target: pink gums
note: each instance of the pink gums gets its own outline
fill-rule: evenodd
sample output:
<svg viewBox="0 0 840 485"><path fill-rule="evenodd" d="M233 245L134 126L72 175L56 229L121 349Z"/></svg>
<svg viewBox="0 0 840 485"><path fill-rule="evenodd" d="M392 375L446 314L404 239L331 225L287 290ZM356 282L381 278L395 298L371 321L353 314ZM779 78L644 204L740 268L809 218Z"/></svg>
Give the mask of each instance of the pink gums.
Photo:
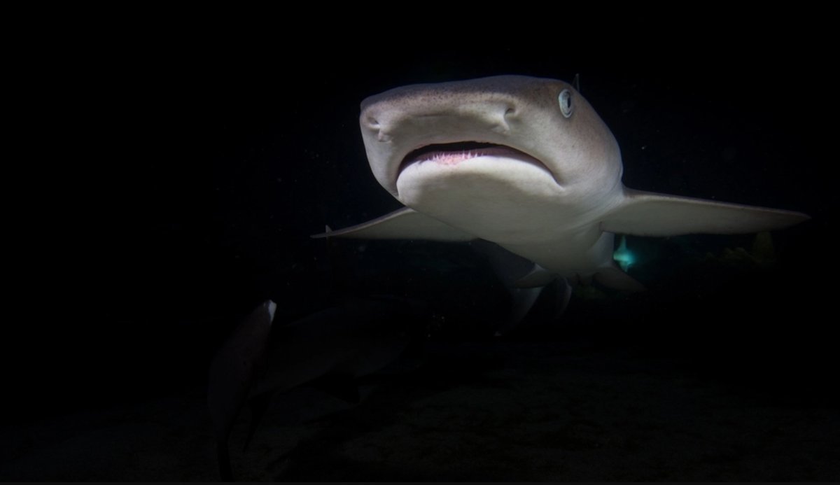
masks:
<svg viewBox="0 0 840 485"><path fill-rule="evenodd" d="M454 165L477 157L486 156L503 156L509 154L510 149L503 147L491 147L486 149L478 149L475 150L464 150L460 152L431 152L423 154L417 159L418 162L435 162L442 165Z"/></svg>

= = =

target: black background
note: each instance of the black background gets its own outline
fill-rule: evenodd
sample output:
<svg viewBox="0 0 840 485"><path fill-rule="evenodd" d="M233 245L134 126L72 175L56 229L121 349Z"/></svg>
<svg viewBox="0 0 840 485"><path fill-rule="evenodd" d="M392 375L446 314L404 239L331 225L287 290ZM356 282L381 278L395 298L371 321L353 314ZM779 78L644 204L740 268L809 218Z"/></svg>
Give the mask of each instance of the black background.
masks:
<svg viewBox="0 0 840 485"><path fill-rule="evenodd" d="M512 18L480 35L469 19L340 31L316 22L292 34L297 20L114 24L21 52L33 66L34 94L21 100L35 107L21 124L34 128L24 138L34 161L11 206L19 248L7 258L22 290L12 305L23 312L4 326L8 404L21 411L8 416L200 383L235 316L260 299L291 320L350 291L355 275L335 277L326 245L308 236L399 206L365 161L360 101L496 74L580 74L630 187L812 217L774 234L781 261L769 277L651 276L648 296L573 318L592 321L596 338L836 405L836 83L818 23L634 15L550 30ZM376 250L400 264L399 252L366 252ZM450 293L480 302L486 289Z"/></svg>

= = =

### Consigne
Recopie telles quelles les lignes de la liste, de celle qui contient "target: pink gums" jusqu'à celle qui contient "165L477 157L486 156L503", ces deux lignes comprises. Ne mets pas les images dans ta réponse.

### Résultat attendu
target: pink gums
note: each instance of the pink gums gets its own outline
fill-rule: evenodd
sample output:
<svg viewBox="0 0 840 485"><path fill-rule="evenodd" d="M233 245L134 126L72 175L56 229L121 349Z"/></svg>
<svg viewBox="0 0 840 485"><path fill-rule="evenodd" d="M392 375L446 314L404 239L331 225L287 290ZM356 282L381 278L395 298L371 321L353 314ZM779 78L644 204L740 268L809 218Z"/></svg>
Give the mask of each instance of the pink gums.
Photo:
masks:
<svg viewBox="0 0 840 485"><path fill-rule="evenodd" d="M454 165L477 157L486 156L503 156L509 154L510 149L503 147L491 147L486 149L478 149L475 150L464 150L460 152L431 152L423 154L417 159L418 162L435 162L442 165Z"/></svg>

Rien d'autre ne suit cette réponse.